◆ YOUR TASK:
This task calls for copying every line in the data below that contains the word "green".
==== DATA
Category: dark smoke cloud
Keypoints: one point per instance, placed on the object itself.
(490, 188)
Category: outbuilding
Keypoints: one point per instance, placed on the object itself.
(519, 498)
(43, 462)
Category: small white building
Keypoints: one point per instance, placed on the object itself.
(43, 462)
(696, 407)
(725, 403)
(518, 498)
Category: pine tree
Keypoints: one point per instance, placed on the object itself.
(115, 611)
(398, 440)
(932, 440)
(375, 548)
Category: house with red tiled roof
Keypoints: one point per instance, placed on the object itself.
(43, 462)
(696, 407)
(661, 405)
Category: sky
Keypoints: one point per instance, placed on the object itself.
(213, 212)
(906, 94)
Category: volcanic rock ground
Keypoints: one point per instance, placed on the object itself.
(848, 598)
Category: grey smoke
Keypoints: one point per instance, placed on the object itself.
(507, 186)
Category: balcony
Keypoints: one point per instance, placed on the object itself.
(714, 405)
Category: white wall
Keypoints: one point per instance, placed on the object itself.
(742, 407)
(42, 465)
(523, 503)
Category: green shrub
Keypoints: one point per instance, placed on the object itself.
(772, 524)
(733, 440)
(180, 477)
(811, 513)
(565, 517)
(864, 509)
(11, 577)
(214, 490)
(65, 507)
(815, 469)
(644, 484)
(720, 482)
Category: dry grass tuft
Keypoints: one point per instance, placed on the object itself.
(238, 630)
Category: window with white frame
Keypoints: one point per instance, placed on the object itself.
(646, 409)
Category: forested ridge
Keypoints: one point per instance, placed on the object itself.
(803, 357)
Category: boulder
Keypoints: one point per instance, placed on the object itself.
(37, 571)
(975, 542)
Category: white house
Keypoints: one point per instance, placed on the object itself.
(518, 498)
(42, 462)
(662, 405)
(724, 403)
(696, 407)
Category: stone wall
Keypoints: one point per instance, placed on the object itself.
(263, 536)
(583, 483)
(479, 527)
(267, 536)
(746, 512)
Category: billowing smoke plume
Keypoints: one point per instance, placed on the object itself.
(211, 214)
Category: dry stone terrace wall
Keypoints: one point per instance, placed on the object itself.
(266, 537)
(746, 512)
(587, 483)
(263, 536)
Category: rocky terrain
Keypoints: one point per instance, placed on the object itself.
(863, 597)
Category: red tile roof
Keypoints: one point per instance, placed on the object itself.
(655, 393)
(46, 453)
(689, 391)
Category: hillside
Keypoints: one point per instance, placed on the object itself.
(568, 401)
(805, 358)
========
==== DATA
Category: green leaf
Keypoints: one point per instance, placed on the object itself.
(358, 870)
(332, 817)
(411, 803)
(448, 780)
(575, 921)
========
==== DATA
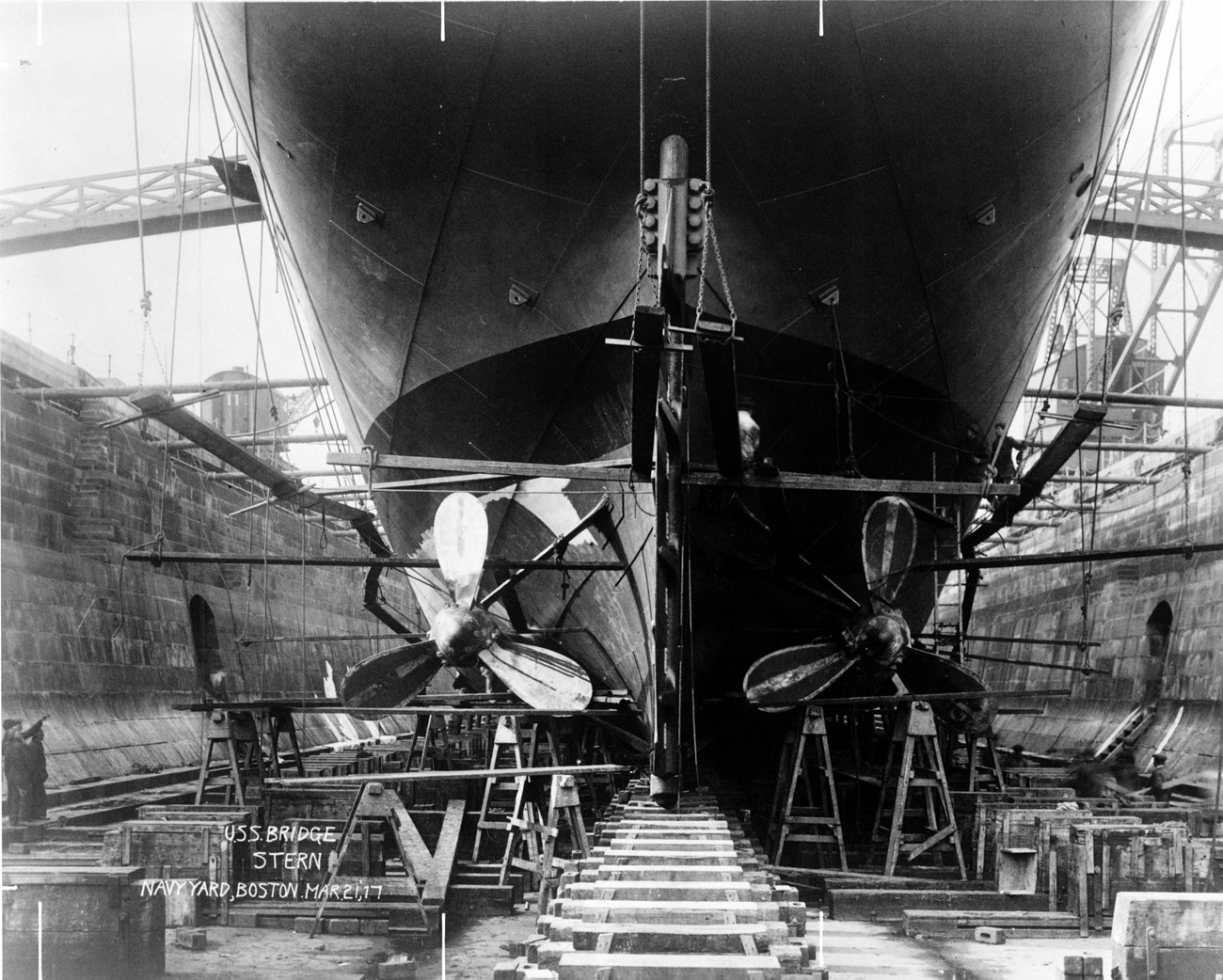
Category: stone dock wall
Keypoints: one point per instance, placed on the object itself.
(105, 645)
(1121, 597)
========
◆ SOLUTION:
Category: green shrub
Category: green leaf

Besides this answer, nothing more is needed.